RECORDS TO USE:
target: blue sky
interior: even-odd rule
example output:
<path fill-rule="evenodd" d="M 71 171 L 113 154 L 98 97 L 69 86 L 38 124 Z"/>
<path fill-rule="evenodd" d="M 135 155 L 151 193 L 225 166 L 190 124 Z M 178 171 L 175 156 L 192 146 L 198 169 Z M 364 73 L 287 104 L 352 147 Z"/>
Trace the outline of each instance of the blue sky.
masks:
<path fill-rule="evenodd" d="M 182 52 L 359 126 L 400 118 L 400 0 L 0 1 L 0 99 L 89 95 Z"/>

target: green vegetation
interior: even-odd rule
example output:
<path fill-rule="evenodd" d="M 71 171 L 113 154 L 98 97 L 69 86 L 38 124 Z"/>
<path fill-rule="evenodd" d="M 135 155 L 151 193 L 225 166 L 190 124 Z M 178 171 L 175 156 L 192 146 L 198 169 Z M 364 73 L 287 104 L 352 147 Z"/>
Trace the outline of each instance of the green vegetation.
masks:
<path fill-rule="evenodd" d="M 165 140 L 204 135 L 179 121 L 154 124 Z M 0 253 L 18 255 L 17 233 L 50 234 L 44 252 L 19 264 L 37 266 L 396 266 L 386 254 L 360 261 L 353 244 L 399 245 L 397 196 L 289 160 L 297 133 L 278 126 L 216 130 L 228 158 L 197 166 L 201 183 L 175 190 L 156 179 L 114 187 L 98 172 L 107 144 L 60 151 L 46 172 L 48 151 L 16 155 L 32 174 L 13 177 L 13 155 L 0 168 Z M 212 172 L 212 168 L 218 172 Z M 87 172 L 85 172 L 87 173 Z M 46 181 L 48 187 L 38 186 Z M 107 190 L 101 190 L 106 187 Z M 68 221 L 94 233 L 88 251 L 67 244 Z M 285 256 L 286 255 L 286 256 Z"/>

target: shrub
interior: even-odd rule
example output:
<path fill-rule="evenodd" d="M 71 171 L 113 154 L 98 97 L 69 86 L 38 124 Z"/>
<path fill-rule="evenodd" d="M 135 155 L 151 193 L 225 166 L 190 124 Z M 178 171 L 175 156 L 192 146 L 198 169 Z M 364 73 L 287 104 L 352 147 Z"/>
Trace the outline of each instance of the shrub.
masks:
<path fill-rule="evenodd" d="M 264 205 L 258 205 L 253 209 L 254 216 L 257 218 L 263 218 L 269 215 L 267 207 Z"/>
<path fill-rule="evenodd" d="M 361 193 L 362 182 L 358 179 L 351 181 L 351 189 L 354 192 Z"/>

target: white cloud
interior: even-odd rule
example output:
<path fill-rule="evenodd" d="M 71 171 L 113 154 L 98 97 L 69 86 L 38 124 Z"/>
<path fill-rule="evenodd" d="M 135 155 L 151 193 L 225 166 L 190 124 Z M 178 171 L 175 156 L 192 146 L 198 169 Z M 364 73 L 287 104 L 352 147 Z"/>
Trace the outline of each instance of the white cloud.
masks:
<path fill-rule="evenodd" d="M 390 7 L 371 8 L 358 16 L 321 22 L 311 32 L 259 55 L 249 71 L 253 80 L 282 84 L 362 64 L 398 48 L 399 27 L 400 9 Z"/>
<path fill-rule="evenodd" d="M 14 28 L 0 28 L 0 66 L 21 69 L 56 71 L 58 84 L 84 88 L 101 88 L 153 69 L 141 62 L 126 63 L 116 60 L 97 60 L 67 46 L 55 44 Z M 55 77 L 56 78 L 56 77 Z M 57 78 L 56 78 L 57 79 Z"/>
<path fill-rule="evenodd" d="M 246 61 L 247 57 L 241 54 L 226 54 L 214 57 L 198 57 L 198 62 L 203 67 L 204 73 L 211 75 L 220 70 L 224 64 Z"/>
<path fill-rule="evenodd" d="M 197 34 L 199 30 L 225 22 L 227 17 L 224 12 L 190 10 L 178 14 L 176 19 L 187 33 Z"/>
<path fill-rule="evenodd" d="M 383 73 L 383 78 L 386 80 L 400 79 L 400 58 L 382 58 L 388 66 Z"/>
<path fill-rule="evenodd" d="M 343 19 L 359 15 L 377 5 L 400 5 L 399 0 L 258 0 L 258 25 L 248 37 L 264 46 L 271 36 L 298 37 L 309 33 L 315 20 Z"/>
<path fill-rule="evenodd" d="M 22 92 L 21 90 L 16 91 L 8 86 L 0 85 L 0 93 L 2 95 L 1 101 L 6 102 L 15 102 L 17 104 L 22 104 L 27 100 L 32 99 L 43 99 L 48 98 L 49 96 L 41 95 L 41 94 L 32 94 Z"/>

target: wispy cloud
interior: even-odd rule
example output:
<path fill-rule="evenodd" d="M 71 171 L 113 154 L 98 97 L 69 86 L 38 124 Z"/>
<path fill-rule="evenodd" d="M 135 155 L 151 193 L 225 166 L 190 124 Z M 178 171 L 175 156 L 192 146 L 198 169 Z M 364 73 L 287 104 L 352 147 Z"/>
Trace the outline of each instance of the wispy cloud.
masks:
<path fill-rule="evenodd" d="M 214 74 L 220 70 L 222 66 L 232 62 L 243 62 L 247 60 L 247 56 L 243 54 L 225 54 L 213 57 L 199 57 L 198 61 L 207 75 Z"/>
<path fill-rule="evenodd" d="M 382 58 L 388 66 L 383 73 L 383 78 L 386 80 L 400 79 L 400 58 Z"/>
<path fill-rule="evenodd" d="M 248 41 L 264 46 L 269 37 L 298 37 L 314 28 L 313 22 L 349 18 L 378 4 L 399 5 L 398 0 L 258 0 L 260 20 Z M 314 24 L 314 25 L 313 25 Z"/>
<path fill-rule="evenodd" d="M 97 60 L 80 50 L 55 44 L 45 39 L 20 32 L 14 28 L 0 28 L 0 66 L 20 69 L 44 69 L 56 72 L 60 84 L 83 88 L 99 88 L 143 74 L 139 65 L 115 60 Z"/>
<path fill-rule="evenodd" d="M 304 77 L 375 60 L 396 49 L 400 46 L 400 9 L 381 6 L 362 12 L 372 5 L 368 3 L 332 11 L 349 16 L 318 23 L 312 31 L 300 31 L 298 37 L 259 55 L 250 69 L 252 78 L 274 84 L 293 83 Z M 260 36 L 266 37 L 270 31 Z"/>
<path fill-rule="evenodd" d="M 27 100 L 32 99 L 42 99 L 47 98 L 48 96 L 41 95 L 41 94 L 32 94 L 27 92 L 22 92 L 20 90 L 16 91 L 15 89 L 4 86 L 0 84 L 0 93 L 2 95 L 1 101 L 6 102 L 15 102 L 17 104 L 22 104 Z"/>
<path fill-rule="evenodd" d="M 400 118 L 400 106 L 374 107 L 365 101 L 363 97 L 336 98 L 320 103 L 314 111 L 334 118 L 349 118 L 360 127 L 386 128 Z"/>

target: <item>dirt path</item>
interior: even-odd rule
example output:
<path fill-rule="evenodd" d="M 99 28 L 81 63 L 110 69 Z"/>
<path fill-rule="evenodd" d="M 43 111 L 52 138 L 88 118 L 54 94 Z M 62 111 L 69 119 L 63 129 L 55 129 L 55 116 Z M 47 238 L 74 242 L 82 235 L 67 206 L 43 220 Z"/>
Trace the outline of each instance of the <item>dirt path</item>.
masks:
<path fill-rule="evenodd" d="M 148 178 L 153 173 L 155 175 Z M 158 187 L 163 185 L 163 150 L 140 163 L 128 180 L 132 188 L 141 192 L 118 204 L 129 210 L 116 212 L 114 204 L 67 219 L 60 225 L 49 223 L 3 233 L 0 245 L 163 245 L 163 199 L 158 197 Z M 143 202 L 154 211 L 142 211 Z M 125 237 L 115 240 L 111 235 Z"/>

GIVEN PROBLEM:
Rewrite all of the records above, replacing every "Trace" with "Draw" and keeping everything else the same.

FINISHED EXERCISE:
target: blue sky
interior: even-odd rule
example output:
<path fill-rule="evenodd" d="M 71 171 L 113 154 L 98 97 L 69 86 L 38 124 Z"/>
<path fill-rule="evenodd" d="M 135 155 L 151 193 L 225 166 L 190 124 Z M 178 171 L 175 156 L 192 146 L 198 169 Z M 364 73 L 287 104 L 352 147 Z"/>
Draw the outline of each instance of the blue sky.
masks:
<path fill-rule="evenodd" d="M 182 52 L 359 126 L 400 118 L 400 0 L 0 1 L 0 99 L 89 95 Z"/>

target: green vegetation
interior: even-odd rule
example output:
<path fill-rule="evenodd" d="M 71 171 L 113 154 L 98 97 L 69 86 L 38 124 Z"/>
<path fill-rule="evenodd" d="M 135 155 L 151 193 L 225 166 L 190 124 Z M 178 171 L 175 156 L 192 146 L 198 169 Z M 364 73 L 287 104 L 352 147 Z"/>
Draw the outline of each instance of the green vegetation.
masks:
<path fill-rule="evenodd" d="M 165 140 L 204 135 L 179 121 L 154 124 Z M 0 253 L 18 255 L 17 233 L 50 234 L 44 252 L 19 264 L 37 266 L 396 266 L 386 254 L 360 261 L 353 244 L 399 245 L 397 196 L 289 160 L 297 133 L 278 126 L 216 130 L 228 158 L 197 166 L 201 183 L 175 190 L 156 179 L 114 187 L 98 172 L 107 144 L 60 151 L 46 172 L 48 151 L 16 155 L 32 174 L 13 177 L 13 155 L 0 168 Z M 212 172 L 212 168 L 218 172 Z M 87 172 L 85 172 L 87 173 Z M 46 181 L 48 187 L 38 186 Z M 107 190 L 101 190 L 106 187 Z M 68 221 L 94 233 L 88 251 L 67 244 Z M 285 256 L 286 255 L 286 256 Z"/>

target: shrub
interior: even-odd rule
example output:
<path fill-rule="evenodd" d="M 71 171 L 113 154 L 98 97 L 69 86 L 38 124 Z"/>
<path fill-rule="evenodd" d="M 135 155 L 151 193 L 225 166 L 190 124 Z M 178 171 L 175 156 L 192 146 L 198 169 Z M 364 73 L 287 104 L 352 147 Z"/>
Draw the outline of each instance of the shrub.
masks:
<path fill-rule="evenodd" d="M 264 205 L 258 205 L 253 209 L 254 216 L 257 218 L 263 218 L 269 215 L 267 207 Z"/>
<path fill-rule="evenodd" d="M 361 193 L 362 182 L 358 179 L 351 181 L 351 189 L 354 192 Z"/>

target: white cloud
interior: even-odd rule
example output:
<path fill-rule="evenodd" d="M 71 171 L 113 154 L 98 97 L 69 86 L 38 124 Z"/>
<path fill-rule="evenodd" d="M 135 155 L 151 193 L 225 166 L 190 124 Z M 178 171 L 175 156 L 192 146 L 198 169 Z M 364 73 L 287 104 L 352 147 Z"/>
Draw the outline of each instance of the white cloud.
masks:
<path fill-rule="evenodd" d="M 390 7 L 371 8 L 358 16 L 321 22 L 311 32 L 259 55 L 249 71 L 253 80 L 282 84 L 362 64 L 398 48 L 399 27 L 400 9 Z"/>
<path fill-rule="evenodd" d="M 14 28 L 0 28 L 0 66 L 21 69 L 56 71 L 58 84 L 84 88 L 101 88 L 153 69 L 141 62 L 126 63 L 116 60 L 97 60 L 67 46 L 55 44 Z M 55 77 L 56 78 L 56 77 Z M 57 78 L 56 78 L 57 79 Z"/>
<path fill-rule="evenodd" d="M 246 61 L 247 57 L 241 54 L 226 54 L 214 57 L 198 57 L 198 62 L 203 67 L 204 73 L 211 75 L 220 70 L 224 64 Z"/>
<path fill-rule="evenodd" d="M 197 34 L 199 30 L 225 22 L 227 17 L 224 12 L 190 10 L 178 14 L 176 19 L 187 33 Z"/>
<path fill-rule="evenodd" d="M 383 73 L 383 78 L 386 80 L 400 79 L 400 58 L 382 58 L 388 66 Z"/>
<path fill-rule="evenodd" d="M 343 19 L 359 15 L 377 5 L 400 5 L 399 0 L 258 0 L 258 25 L 248 37 L 264 46 L 271 36 L 298 37 L 309 33 L 315 20 Z"/>
<path fill-rule="evenodd" d="M 22 92 L 21 90 L 16 91 L 8 86 L 0 85 L 0 93 L 2 95 L 1 101 L 6 102 L 15 102 L 17 104 L 22 104 L 27 100 L 32 99 L 43 99 L 48 98 L 49 96 L 41 95 L 41 94 L 32 94 Z"/>

target: wispy cloud
interior: even-odd rule
example output:
<path fill-rule="evenodd" d="M 71 171 L 113 154 L 98 97 L 69 86 L 38 124 Z"/>
<path fill-rule="evenodd" d="M 135 155 L 151 193 L 225 166 L 190 124 Z M 178 171 L 175 156 L 192 146 L 198 169 Z M 364 73 L 287 104 L 352 147 Z"/>
Draw the outline of each instance of the wispy cloud.
masks:
<path fill-rule="evenodd" d="M 214 74 L 220 70 L 222 66 L 232 62 L 243 62 L 247 60 L 247 56 L 243 54 L 225 54 L 213 57 L 199 57 L 198 61 L 207 75 Z"/>
<path fill-rule="evenodd" d="M 382 58 L 388 66 L 383 73 L 383 78 L 386 80 L 400 79 L 400 58 Z"/>
<path fill-rule="evenodd" d="M 248 41 L 264 46 L 269 37 L 298 37 L 314 28 L 313 22 L 349 18 L 378 4 L 399 5 L 398 0 L 258 0 L 260 20 Z M 314 24 L 314 25 L 313 25 Z"/>
<path fill-rule="evenodd" d="M 97 60 L 80 50 L 55 44 L 45 39 L 20 32 L 14 28 L 0 28 L 0 66 L 20 69 L 44 69 L 56 72 L 60 84 L 83 88 L 99 88 L 143 74 L 139 65 L 115 60 Z"/>
<path fill-rule="evenodd" d="M 304 77 L 375 60 L 396 49 L 400 46 L 400 9 L 381 6 L 362 12 L 372 5 L 368 3 L 332 11 L 349 16 L 318 23 L 312 31 L 300 31 L 298 37 L 259 55 L 250 69 L 252 78 L 274 84 L 293 83 Z M 260 36 L 266 37 L 270 31 Z"/>
<path fill-rule="evenodd" d="M 27 100 L 32 99 L 42 99 L 47 98 L 48 96 L 41 95 L 41 94 L 32 94 L 27 92 L 22 92 L 20 90 L 16 91 L 15 89 L 4 86 L 0 84 L 0 93 L 2 95 L 1 101 L 6 102 L 15 102 L 17 104 L 22 104 Z"/>
<path fill-rule="evenodd" d="M 400 118 L 400 106 L 374 107 L 365 101 L 363 97 L 336 98 L 320 103 L 314 111 L 334 118 L 349 118 L 360 127 L 386 128 Z"/>

target: <item>dirt path</item>
interior: even-odd rule
example output:
<path fill-rule="evenodd" d="M 99 28 L 81 63 L 110 69 Z"/>
<path fill-rule="evenodd" d="M 43 111 L 52 138 L 88 118 L 54 94 Z M 62 111 L 69 119 L 63 129 L 55 129 L 55 116 Z M 47 238 L 74 242 L 82 235 L 67 206 L 43 220 Z"/>
Draw the outline of each instance of the <item>dirt path</item>.
masks:
<path fill-rule="evenodd" d="M 148 178 L 153 173 L 155 175 Z M 158 187 L 163 185 L 163 150 L 140 163 L 128 180 L 132 188 L 141 192 L 118 204 L 129 210 L 116 212 L 114 204 L 67 219 L 60 225 L 49 223 L 3 233 L 0 245 L 163 245 L 163 199 L 158 197 Z M 143 202 L 154 211 L 142 211 Z M 125 237 L 115 240 L 111 235 Z"/>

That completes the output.